*Data to process:*
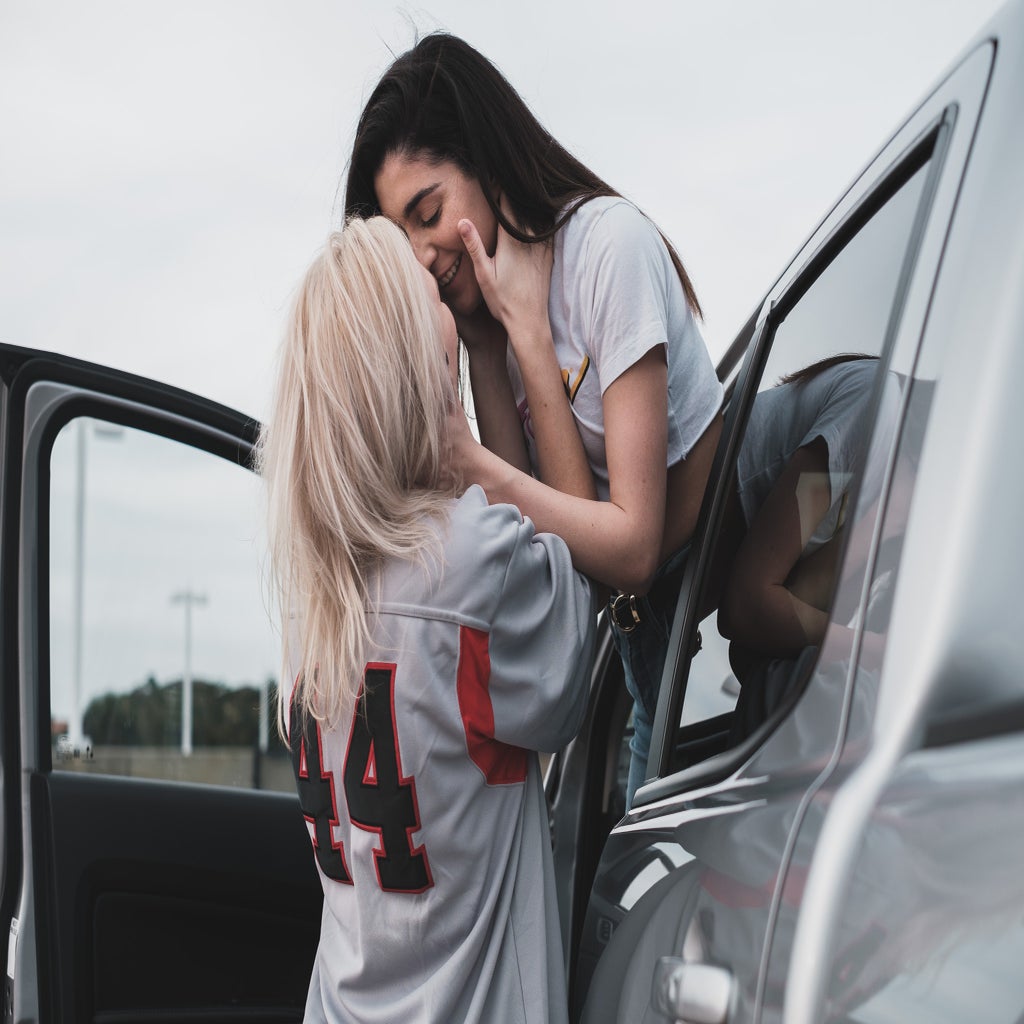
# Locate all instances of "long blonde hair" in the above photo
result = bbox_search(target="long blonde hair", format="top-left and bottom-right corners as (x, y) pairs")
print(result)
(257, 217), (454, 734)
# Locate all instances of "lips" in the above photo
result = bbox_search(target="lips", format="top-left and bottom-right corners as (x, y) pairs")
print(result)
(437, 253), (462, 288)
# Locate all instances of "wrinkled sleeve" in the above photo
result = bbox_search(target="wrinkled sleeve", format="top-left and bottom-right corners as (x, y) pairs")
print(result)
(485, 516), (597, 751)
(579, 203), (682, 394)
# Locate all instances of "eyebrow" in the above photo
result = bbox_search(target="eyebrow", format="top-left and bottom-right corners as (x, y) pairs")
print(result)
(401, 181), (440, 220)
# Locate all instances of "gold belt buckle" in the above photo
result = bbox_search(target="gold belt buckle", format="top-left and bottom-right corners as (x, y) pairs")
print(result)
(611, 594), (640, 633)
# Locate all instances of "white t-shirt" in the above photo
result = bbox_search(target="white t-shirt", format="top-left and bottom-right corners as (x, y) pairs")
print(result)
(292, 486), (596, 1024)
(509, 197), (723, 501)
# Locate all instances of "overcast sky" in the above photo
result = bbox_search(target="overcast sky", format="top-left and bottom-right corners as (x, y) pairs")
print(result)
(0, 0), (1011, 714)
(0, 0), (998, 416)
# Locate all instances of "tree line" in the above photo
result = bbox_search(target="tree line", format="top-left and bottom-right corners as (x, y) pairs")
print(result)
(82, 676), (282, 749)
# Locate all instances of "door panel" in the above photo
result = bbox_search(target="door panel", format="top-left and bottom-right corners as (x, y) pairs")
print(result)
(572, 46), (992, 1024)
(0, 348), (322, 1021)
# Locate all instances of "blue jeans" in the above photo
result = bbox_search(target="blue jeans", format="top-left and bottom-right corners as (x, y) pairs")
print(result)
(611, 544), (690, 810)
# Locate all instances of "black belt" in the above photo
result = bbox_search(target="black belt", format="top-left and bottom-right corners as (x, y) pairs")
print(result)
(608, 559), (686, 633)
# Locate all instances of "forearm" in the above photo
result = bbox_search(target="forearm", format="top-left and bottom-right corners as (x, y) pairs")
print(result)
(460, 444), (660, 593)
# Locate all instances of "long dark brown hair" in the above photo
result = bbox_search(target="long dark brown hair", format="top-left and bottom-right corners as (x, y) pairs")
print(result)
(345, 33), (701, 315)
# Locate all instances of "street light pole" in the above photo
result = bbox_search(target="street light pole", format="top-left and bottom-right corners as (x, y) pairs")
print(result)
(69, 420), (86, 750)
(171, 590), (206, 757)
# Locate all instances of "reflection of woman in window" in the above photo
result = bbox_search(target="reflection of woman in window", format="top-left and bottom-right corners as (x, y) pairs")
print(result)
(261, 218), (595, 1024)
(712, 355), (892, 733)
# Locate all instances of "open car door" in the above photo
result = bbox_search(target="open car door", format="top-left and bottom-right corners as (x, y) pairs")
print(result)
(0, 346), (322, 1024)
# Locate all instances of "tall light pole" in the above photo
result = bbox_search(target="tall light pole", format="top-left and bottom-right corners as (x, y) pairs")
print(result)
(69, 419), (86, 750)
(171, 590), (206, 757)
(68, 417), (124, 750)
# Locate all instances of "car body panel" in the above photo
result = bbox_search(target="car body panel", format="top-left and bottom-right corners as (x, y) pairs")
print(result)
(569, 3), (1024, 1024)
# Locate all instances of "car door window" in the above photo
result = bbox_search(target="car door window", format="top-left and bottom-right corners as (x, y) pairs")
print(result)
(667, 143), (931, 772)
(48, 417), (284, 792)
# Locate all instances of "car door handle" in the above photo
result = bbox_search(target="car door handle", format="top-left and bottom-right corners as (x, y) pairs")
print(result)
(650, 956), (734, 1024)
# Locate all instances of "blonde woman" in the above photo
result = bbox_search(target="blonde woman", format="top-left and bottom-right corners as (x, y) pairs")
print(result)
(260, 217), (595, 1024)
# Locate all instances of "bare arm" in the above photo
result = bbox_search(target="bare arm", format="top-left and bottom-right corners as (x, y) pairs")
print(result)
(455, 348), (668, 593)
(459, 220), (597, 500)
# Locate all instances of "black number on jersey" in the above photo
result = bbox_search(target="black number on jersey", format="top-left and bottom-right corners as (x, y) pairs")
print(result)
(290, 665), (434, 893)
(345, 665), (433, 893)
(289, 701), (352, 885)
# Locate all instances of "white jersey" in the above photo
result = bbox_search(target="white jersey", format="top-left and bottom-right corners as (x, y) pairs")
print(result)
(284, 486), (596, 1024)
(508, 197), (723, 501)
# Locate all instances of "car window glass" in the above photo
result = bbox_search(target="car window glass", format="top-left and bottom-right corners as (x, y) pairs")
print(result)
(49, 417), (292, 791)
(670, 155), (928, 771)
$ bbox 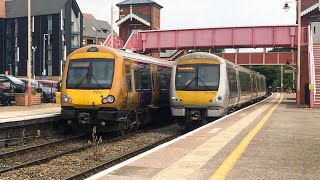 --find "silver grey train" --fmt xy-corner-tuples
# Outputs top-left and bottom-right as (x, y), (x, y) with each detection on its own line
(170, 52), (266, 127)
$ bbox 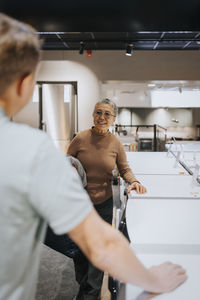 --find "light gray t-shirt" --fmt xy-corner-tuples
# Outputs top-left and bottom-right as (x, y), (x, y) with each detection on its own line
(0, 108), (92, 300)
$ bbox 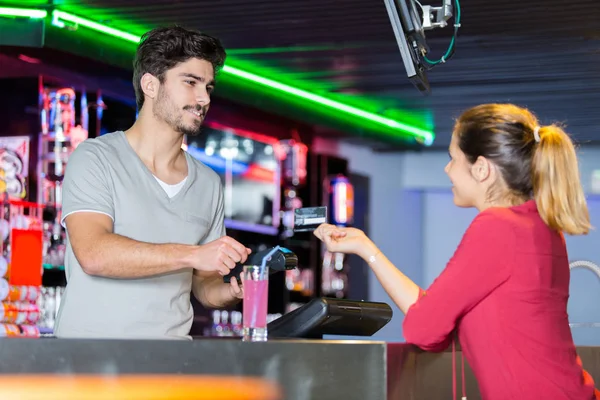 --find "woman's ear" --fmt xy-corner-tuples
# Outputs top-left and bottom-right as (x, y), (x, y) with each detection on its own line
(471, 156), (494, 182)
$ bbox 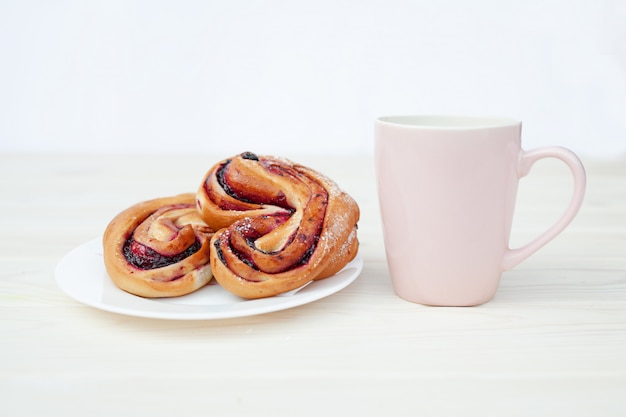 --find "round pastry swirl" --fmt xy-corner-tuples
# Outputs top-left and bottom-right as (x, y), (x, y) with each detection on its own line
(103, 193), (213, 297)
(196, 152), (359, 298)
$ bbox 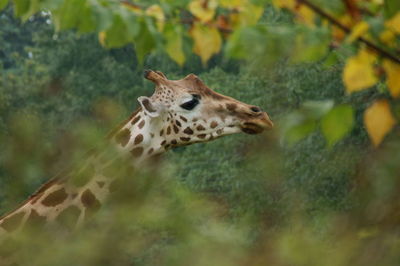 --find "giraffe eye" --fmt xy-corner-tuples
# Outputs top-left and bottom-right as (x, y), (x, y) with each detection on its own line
(180, 94), (200, 111)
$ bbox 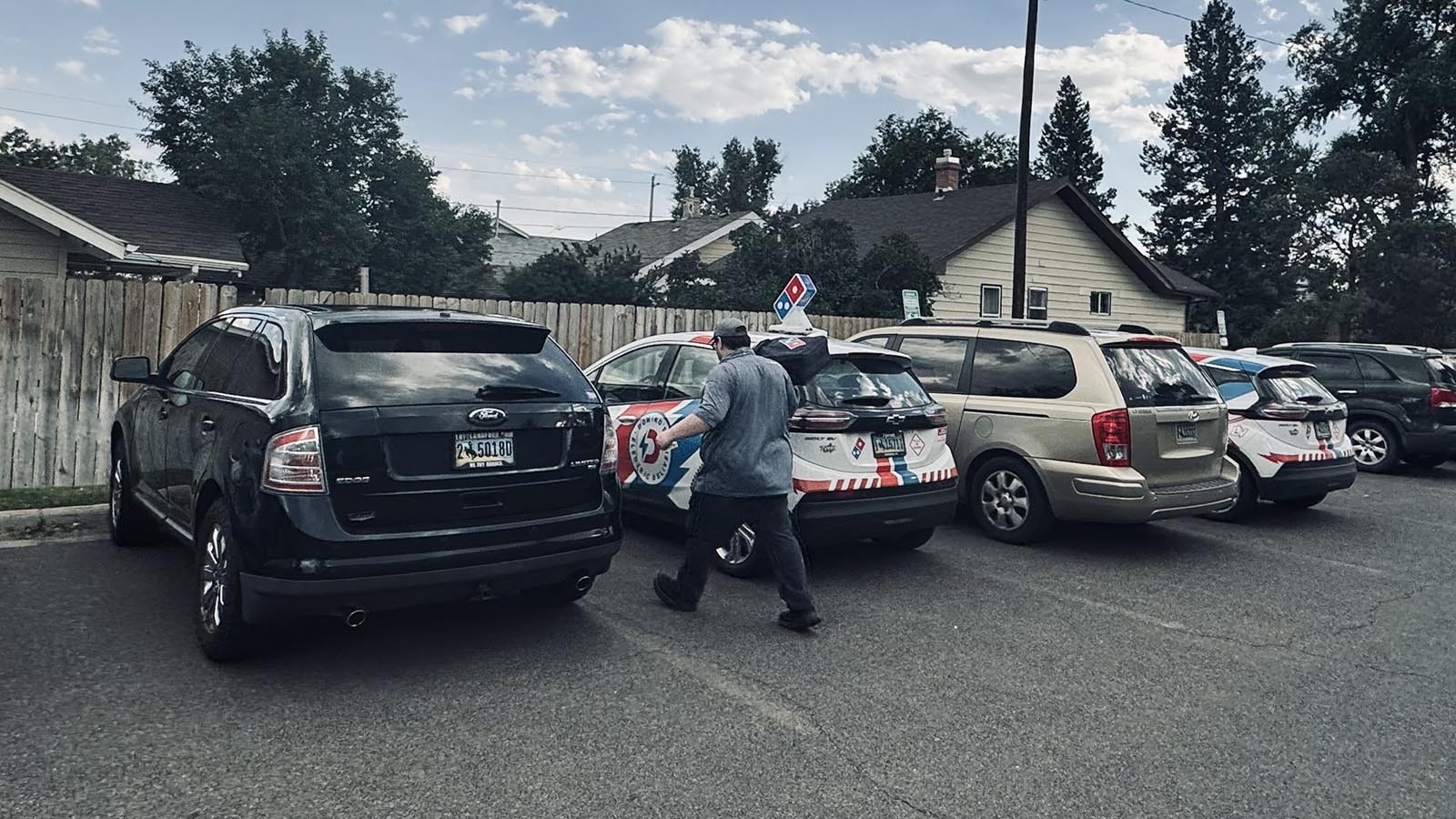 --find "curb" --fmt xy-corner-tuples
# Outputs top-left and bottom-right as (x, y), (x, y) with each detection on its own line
(0, 502), (107, 529)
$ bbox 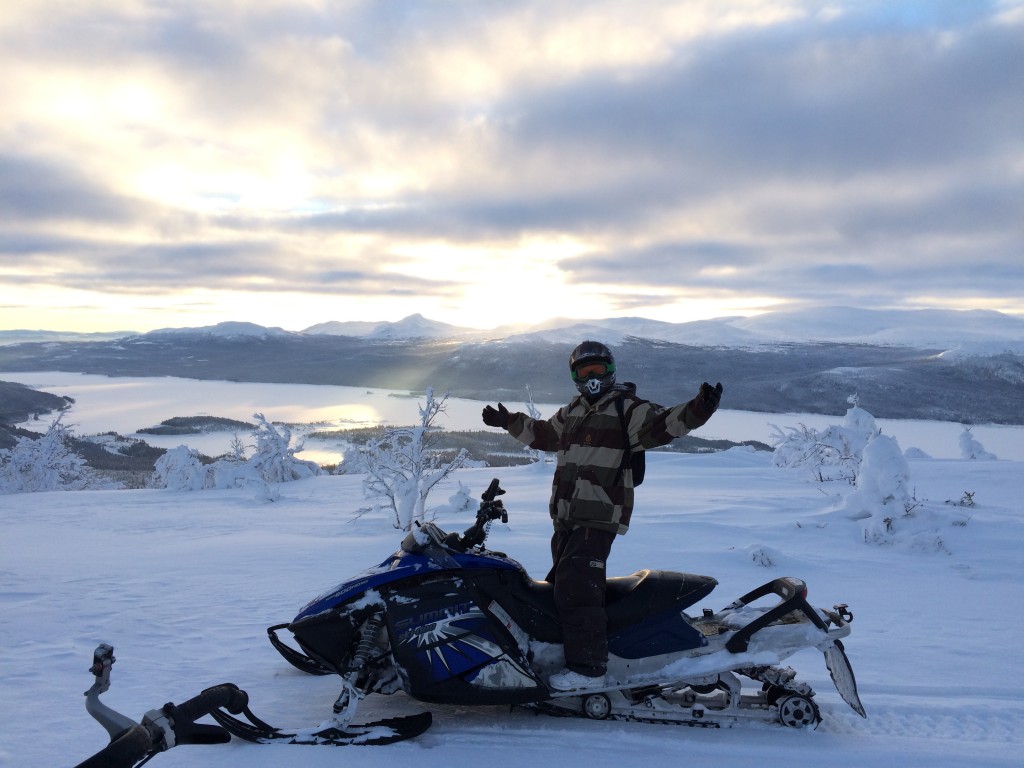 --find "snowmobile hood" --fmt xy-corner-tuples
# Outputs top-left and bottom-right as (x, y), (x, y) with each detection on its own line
(292, 550), (525, 623)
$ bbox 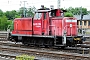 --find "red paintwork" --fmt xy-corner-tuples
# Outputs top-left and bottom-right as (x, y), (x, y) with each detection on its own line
(63, 17), (77, 36)
(12, 10), (77, 36)
(12, 18), (32, 34)
(51, 18), (63, 36)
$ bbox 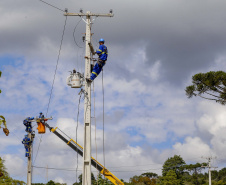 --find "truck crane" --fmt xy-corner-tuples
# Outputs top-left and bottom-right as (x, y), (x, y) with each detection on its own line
(0, 116), (9, 136)
(35, 117), (124, 185)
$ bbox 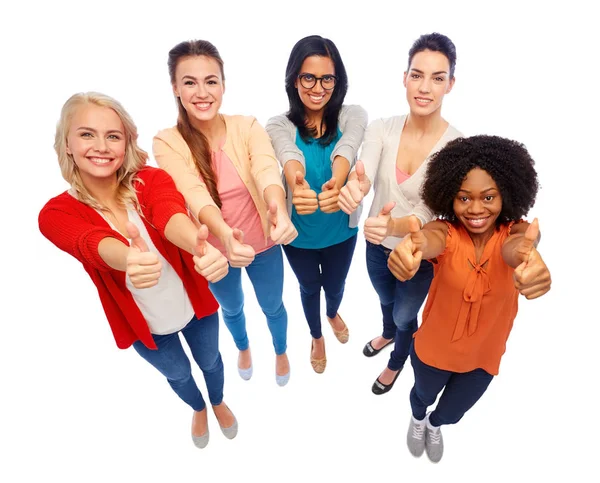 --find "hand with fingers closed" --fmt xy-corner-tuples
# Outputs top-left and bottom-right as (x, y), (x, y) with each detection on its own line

*Written problem:*
From the records above, pull out every line containing the word "brown", with case counting.

*Correct response:*
# Locate all instances of "long dark brown hair" in the above photo
result = bbox_search(target="long dark brown hair", format="top-left and bottom-right corners as (x, y) pairs")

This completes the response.